[To be done]: Edit the material below by changing every "every instance" to "each instance", keeping all other text the same.

[Shape outline entries]
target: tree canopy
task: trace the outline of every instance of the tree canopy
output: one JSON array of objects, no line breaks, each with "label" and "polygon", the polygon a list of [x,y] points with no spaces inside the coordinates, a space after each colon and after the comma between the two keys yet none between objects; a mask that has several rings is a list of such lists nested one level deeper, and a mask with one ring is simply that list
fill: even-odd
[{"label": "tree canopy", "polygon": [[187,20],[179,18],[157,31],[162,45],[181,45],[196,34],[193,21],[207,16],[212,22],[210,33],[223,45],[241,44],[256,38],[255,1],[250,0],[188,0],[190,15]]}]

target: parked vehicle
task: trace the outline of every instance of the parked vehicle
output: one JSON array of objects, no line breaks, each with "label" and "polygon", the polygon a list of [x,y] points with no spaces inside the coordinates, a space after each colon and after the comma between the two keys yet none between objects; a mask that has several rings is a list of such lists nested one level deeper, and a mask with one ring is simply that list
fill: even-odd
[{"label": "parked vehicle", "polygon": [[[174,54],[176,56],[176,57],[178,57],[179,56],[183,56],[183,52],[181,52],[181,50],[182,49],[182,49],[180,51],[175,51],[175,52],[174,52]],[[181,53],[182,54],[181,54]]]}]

[Full response]:
target: tree canopy
task: trace the outline of each instance of the tree canopy
output: one JSON array of objects, no line breaks, each with "label" and "polygon", the polygon a list of [x,y] points with no spaces inside the coordinates, a space after each colon and after the comma between the two keys yet none between objects; a mask that has several rings is a list of such lists nested one level deeper, and a mask with one ring is simply that list
fill: even-odd
[{"label": "tree canopy", "polygon": [[187,20],[179,18],[157,31],[162,45],[181,45],[196,34],[193,21],[207,16],[212,22],[210,33],[223,45],[241,44],[256,38],[255,1],[250,0],[188,0],[190,15]]}]

target: parked vehicle
task: trace the outline of each instance of the parked vehicle
output: one JSON array of objects, no line breaks, each with "label" and "polygon", the polygon a list of [x,y] points with no spaces inside the coordinates, a space after each colon and after the comma between the two keys yet none between objects; a mask that has several rings is a list of such lists nested one level deeper, and a mask with one ring is simply that list
fill: even-odd
[{"label": "parked vehicle", "polygon": [[[174,54],[176,56],[176,57],[178,57],[179,56],[183,56],[183,52],[181,52],[181,50],[182,49],[182,49],[180,51],[175,51],[175,52],[174,52]],[[181,53],[182,54],[181,54]]]}]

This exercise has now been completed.